═══ Teks Sumber ═══

Kesuksesan pembelajar dalam menulis mungkin bukan karena kepintaran gurunya dalam mengajari tetapi lebih karena sang pembelajar mampu membangkitkan semangat dan potensi menulisnya serta menemukan gaya menulisnya sendiri. Diibaratkan, guru inspiratif itu bukan hanya sekadar memberikan kail kepada siswanya untuk mencari ikan, tetapi ia memberikan inspirasi kepada siswanya bagaimana menemukan kailnya sendiri dan mampu menggunakannya. Inilah hakikat guru inspiratif.

═══

» **Soal Latihan**:
1 > Jawablah pertanyaan berikut berdasarkan teks tentang guru inspiratif.
(a) Kesuksesan pembelajar dalam menulis mungkin bukan disebabkan oleh apa?
(b) Dalam perumpamaan, benda apa yang tidak hanya sekadar diberikan guru inspiratif kepada siswanya untuk mencari ikan?
(c) Inspirasi apa yang diberikan guru inspiratif kepada siswanya?
2 > Lanjutkan teks tentang guru inspiratif setelah kalimat terakhirnya.

═══ Data yang Diberikan ═══

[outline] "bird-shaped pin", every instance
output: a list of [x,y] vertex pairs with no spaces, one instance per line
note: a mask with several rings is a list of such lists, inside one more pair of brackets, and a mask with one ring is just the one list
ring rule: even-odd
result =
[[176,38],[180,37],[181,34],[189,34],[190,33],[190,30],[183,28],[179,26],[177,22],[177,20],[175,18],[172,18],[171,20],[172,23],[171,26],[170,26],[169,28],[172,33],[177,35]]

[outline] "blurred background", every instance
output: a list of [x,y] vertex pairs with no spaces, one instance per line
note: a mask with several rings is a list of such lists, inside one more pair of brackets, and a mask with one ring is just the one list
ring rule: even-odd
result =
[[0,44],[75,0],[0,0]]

═══

» **Jawaban per Soal**:
1 >
(a) Kesuksesan itu mungkin bukan disebabkan oleh kepintaran gurunya dalam mengajari.
(b) Benda itu adalah kail.
(c) Guru inspiratif memberikan inspirasi tentang cara menemukan kail sendiri dan mampu menggunakannya.

2 >
Proses pembelajaran yang menginspirasi hanya dapat dilakukan oleh guru yang memiliki banyak pengalaman atau rekam jejak yang panjang di bidang keahliannya. Dengan menggunakan filosofi teko yang menuangkan isinya, maka guru inspiratif adalah guru yang membagikan pengetahuan dan pengalaman yang dimilikinya kepada peserta didik. Sebagai analogi, seseorang yang memiliki pengetahuan cara berenang belum tentu bisa berenang, tetapi seorang atlit renang dapat dipastikan memiliki pengetahuan cara berenang dan bisa berbagi pengalaman cara bagaimana berenang.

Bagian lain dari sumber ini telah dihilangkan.